> WRITTEN TASK:
Retype each line of the material exactly, please, skipping any picture in it.

##### EXERCISE DATA #####

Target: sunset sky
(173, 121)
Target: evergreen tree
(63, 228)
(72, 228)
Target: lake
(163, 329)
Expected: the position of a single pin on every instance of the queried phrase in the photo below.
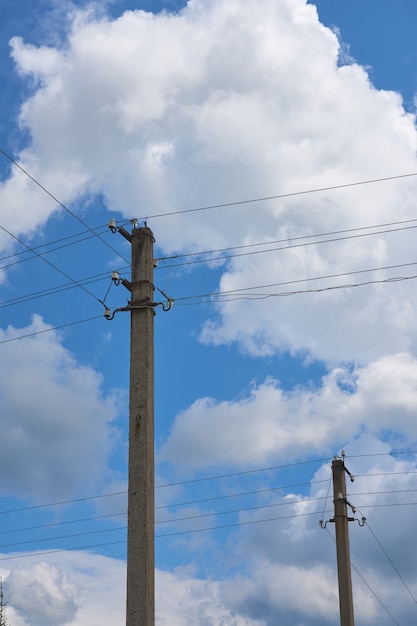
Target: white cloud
(54, 415)
(263, 564)
(221, 102)
(270, 423)
(42, 593)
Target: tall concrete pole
(140, 602)
(342, 543)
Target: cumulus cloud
(226, 101)
(56, 421)
(42, 593)
(269, 423)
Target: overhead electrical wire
(41, 254)
(377, 598)
(280, 196)
(410, 593)
(298, 238)
(287, 247)
(55, 267)
(74, 215)
(55, 290)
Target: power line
(301, 237)
(55, 290)
(55, 267)
(216, 297)
(377, 598)
(287, 247)
(391, 562)
(74, 215)
(280, 196)
(297, 281)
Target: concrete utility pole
(341, 521)
(140, 601)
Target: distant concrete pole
(342, 543)
(140, 602)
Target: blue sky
(293, 331)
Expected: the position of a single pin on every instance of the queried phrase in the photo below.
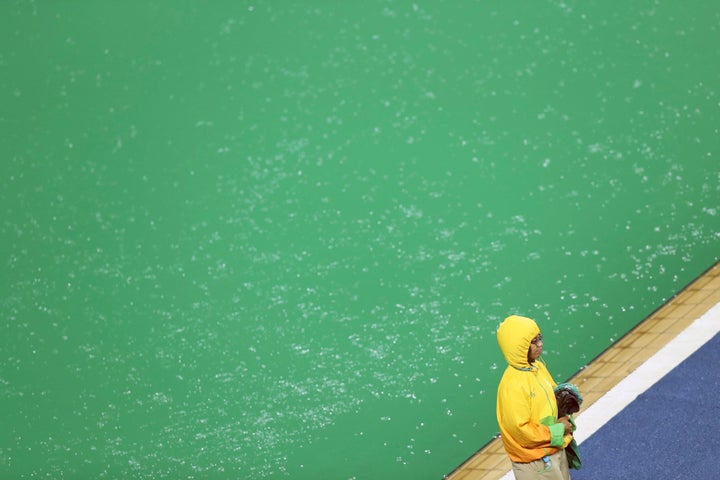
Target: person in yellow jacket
(533, 437)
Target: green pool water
(268, 240)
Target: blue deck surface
(672, 431)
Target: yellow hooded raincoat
(526, 407)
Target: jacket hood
(514, 336)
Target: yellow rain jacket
(526, 407)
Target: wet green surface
(246, 240)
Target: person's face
(535, 348)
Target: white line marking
(646, 375)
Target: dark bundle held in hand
(568, 399)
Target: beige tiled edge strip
(622, 358)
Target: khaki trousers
(558, 469)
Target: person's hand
(566, 422)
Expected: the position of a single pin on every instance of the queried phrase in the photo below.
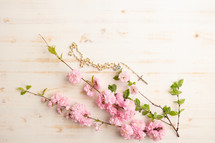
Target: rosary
(121, 107)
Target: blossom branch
(94, 119)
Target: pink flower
(80, 114)
(138, 127)
(49, 104)
(119, 99)
(126, 131)
(124, 76)
(116, 121)
(109, 97)
(43, 99)
(96, 83)
(155, 130)
(111, 109)
(89, 90)
(133, 89)
(97, 126)
(64, 101)
(59, 111)
(100, 101)
(56, 98)
(129, 105)
(74, 76)
(128, 115)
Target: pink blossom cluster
(78, 112)
(74, 76)
(155, 130)
(61, 102)
(138, 130)
(120, 110)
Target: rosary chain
(100, 67)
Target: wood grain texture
(163, 40)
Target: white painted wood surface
(163, 40)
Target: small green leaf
(138, 108)
(28, 87)
(180, 82)
(145, 107)
(112, 87)
(23, 92)
(120, 71)
(165, 108)
(181, 101)
(20, 88)
(159, 117)
(137, 101)
(52, 50)
(174, 91)
(126, 93)
(116, 77)
(145, 112)
(44, 91)
(131, 83)
(173, 113)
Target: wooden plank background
(163, 40)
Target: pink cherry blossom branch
(96, 120)
(166, 116)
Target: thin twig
(178, 113)
(166, 116)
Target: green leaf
(116, 77)
(23, 92)
(145, 107)
(174, 85)
(181, 111)
(173, 113)
(92, 78)
(167, 109)
(174, 91)
(149, 115)
(155, 115)
(181, 101)
(138, 108)
(52, 50)
(126, 93)
(180, 82)
(28, 87)
(145, 112)
(20, 88)
(159, 117)
(112, 87)
(129, 83)
(137, 101)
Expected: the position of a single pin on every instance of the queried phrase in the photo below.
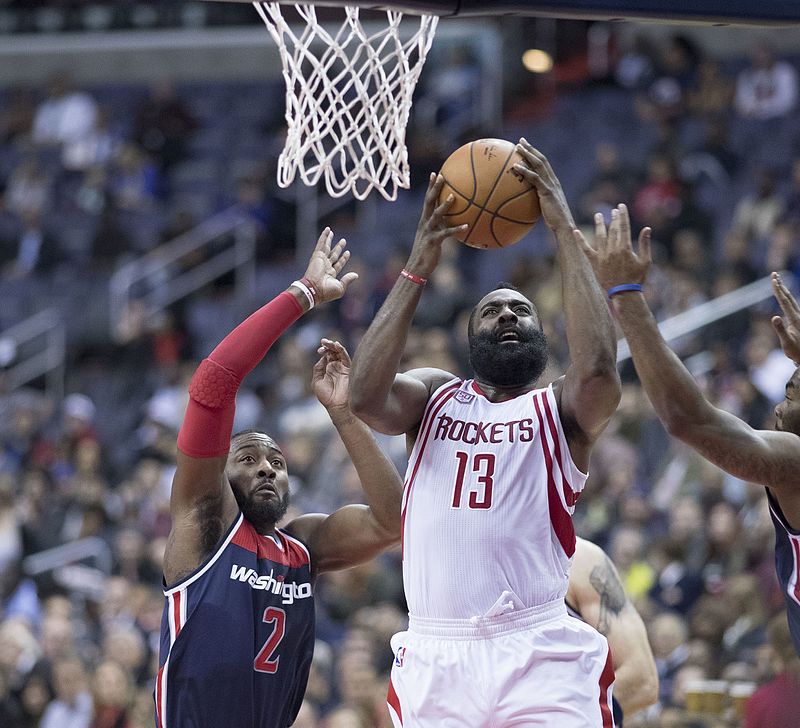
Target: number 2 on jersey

#####

> RESULT OF THIS TASK:
Target: sunset sky
(173, 121)
Target: evergreen tree
(63, 228)
(72, 228)
Target: lake
(163, 329)
Expected: the position of a single pin on every instance of the queried phrase in the photo below.
Target: white cloud
(54, 415)
(263, 564)
(221, 102)
(270, 423)
(42, 593)
Target: tall concrete pole
(140, 602)
(342, 543)
Target: cumulus cloud
(226, 101)
(56, 421)
(42, 593)
(269, 423)
Target: overhead electrical wire
(41, 254)
(377, 598)
(280, 196)
(410, 593)
(298, 238)
(287, 247)
(55, 267)
(74, 215)
(55, 290)
Target: power line
(301, 237)
(55, 290)
(55, 267)
(216, 297)
(377, 598)
(287, 247)
(391, 562)
(74, 215)
(280, 196)
(297, 281)
Target: concrete utility pole
(341, 521)
(140, 601)
Target: distant concrete pole
(342, 543)
(140, 602)
Target: blue sky
(293, 331)
Expected: the position of a single pin on every instance of the queried phrase in the photo below.
Target: person in yellow jacket
(533, 437)
Target: green pool water
(268, 240)
Target: blue deck surface
(672, 431)
Target: yellow hooded raincoat
(526, 407)
Target: jacket hood
(514, 336)
Target: yellow rain jacket
(526, 407)
Target: wet green surface
(246, 240)
Target: person's face
(535, 348)
Target: white line marking
(646, 375)
Target: dark bundle held in hand
(568, 399)
Target: beige tiled edge strip
(622, 358)
Target: khaki trousers
(558, 469)
Target: person's hand
(566, 422)
Expected: the position of a single pin on every instance of the queried phrase in the photo below.
Target: rosary
(121, 107)
Target: blossom branch
(94, 119)
Target: pink flower
(80, 114)
(138, 127)
(49, 104)
(119, 99)
(126, 131)
(124, 76)
(116, 121)
(109, 97)
(43, 99)
(96, 83)
(155, 130)
(111, 109)
(89, 90)
(133, 89)
(97, 126)
(64, 101)
(59, 111)
(100, 101)
(56, 98)
(129, 105)
(74, 76)
(128, 115)
Target: pink blossom cluster
(78, 112)
(74, 76)
(155, 130)
(61, 102)
(138, 130)
(120, 110)
Target: rosary chain
(100, 67)
Target: wood grain texture
(163, 40)
Target: white painted wood surface
(163, 40)
Target: small green leaf
(138, 108)
(28, 87)
(180, 82)
(145, 107)
(112, 87)
(23, 92)
(120, 71)
(165, 108)
(181, 101)
(20, 88)
(159, 117)
(137, 101)
(52, 50)
(174, 91)
(126, 93)
(116, 77)
(145, 112)
(44, 91)
(131, 83)
(173, 113)
Target: wooden plank background
(163, 40)
Target: pink cherry blossom branch
(96, 120)
(166, 116)
Target: thin twig
(178, 113)
(166, 116)
Target: green leaf
(116, 77)
(23, 92)
(145, 107)
(174, 85)
(181, 111)
(173, 113)
(92, 78)
(167, 109)
(174, 91)
(149, 115)
(155, 115)
(181, 101)
(138, 108)
(52, 50)
(126, 93)
(180, 82)
(28, 87)
(145, 112)
(20, 88)
(159, 117)
(112, 87)
(129, 83)
(137, 101)
Expected: the position of a single pin on every instance of the queried phrase in the photo below.
Target: number 2 on jersey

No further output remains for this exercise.